-------- Data entries
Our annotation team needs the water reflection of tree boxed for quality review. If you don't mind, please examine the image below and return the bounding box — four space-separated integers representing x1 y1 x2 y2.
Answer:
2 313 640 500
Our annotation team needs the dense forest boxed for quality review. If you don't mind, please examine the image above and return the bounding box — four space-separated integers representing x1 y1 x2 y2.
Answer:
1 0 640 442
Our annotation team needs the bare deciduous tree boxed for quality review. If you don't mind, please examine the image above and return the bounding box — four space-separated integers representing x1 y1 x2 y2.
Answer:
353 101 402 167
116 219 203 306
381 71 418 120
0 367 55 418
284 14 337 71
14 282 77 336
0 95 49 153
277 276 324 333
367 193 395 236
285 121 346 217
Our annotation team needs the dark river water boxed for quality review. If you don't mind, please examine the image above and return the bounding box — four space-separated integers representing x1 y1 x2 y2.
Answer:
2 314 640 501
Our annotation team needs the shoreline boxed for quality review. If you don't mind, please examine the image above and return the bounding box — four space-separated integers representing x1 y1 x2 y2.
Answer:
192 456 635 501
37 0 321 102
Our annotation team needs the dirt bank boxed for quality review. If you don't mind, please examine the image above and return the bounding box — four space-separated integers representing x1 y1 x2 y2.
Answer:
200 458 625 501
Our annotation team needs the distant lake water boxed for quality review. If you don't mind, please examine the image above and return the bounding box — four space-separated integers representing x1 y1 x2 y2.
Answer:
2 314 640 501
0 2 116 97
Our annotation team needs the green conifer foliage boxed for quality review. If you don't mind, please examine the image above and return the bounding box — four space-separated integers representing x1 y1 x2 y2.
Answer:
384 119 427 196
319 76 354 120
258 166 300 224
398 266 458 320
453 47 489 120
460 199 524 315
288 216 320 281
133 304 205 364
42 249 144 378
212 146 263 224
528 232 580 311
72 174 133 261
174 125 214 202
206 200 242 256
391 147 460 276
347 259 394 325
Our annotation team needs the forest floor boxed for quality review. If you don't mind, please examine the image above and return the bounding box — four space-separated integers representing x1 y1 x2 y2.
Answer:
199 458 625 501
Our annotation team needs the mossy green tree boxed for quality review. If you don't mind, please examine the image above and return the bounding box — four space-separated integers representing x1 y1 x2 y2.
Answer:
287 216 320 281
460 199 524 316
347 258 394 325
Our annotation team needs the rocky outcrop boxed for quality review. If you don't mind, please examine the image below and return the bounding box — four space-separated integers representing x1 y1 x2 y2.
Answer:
----------------
● **The problem**
Render the lines above as a numbered list, leaving out any blank lines.

● **Solution to this task**
1. Our annotation team needs the water reflection of tree boxed for quality review. If you don't mind, please examine the image below and return the bounding box — four space-separated integers representing x1 y1 x2 y2.
2. Answer:
3. 2 313 640 500
4. Our annotation team needs the dense forest boxed for quality review. If you don't mind, please examine the image above and return the bounding box — four space-separated integers representing x1 y1 x2 y2.
5. Answer:
6. 1 0 640 442
7. Our annotation team needs the bare deciduous tree boxed for quality review. If you don't mind, please examine the image above and return the bounding box — four space-separated integers representing x1 y1 x2 y2.
8. Answer:
9. 353 101 402 167
10. 116 219 203 306
11. 381 71 418 120
12. 0 367 55 418
13. 284 14 337 71
14. 14 282 77 336
15. 0 95 49 153
16. 277 276 324 333
17. 367 193 395 236
18. 285 121 346 217
19. Our annotation team needs the dark river water boxed for quality review. If you don't mind, please examine the image above and return the bounding box — four space-separated integers representing x1 y1 x2 y2.
20. Answer:
21. 2 314 640 501
22. Our annotation team needs the shoreline boxed for quality review. If you don't mind, please examine the image above and return the bounding box — four space-separated integers representing x1 y1 x2 y2.
23. Answer:
24. 192 456 635 501
25. 37 0 321 102
26. Our annotation team needs the dirt bank boxed for quality review. If you don't mind, please examine the image above and return the bounding box — four space-separated integers representing x1 y1 x2 y2.
27. Answer:
28. 200 458 625 501
29. Our annotation team needs the distant lake water boxed for quality review. If you don't mind, please examine the image above and return the bounding box — four space-separated integers representing x1 y1 x2 y2.
30. Answer:
31. 2 314 640 501
32. 0 2 116 97
33. Our annotation team needs the green conifer foliage boxed for quality review. If you don't mind, please examine the image above and return the bounding box — four space-separated integers representing x1 y1 x2 y2.
34. Answer:
35. 384 119 427 196
36. 319 76 354 120
37. 258 166 300 224
38. 398 266 458 320
39. 453 47 489 120
40. 460 199 524 315
41. 288 216 320 281
42. 133 304 205 364
43. 42 249 144 378
44. 212 146 263 224
45. 528 232 580 311
46. 72 174 133 261
47. 174 125 214 202
48. 206 200 242 256
49. 391 147 460 276
50. 347 259 394 325
51. Our annotation team needs the forest floor boxed for quality review. If you don't mind, please examine the image above and return the bounding box — four space-separated integers representing x1 y1 x2 y2.
52. Answer:
53. 199 458 625 501
54. Our annotation team needs the mossy green tree boxed for quality review. If you don't mind, please examine the image above and return the bounding box — four space-separated integers representing x1 y1 x2 y2.
55. Answer:
56. 287 216 320 281
57. 460 199 524 316
58. 347 258 394 325
59. Our annotation team needs the rocky outcrop boxed for quality review. If you don't mind, please examine the image below and return the bounding box — four space-separated integers representing x1 y1 x2 y2.
60. Answer:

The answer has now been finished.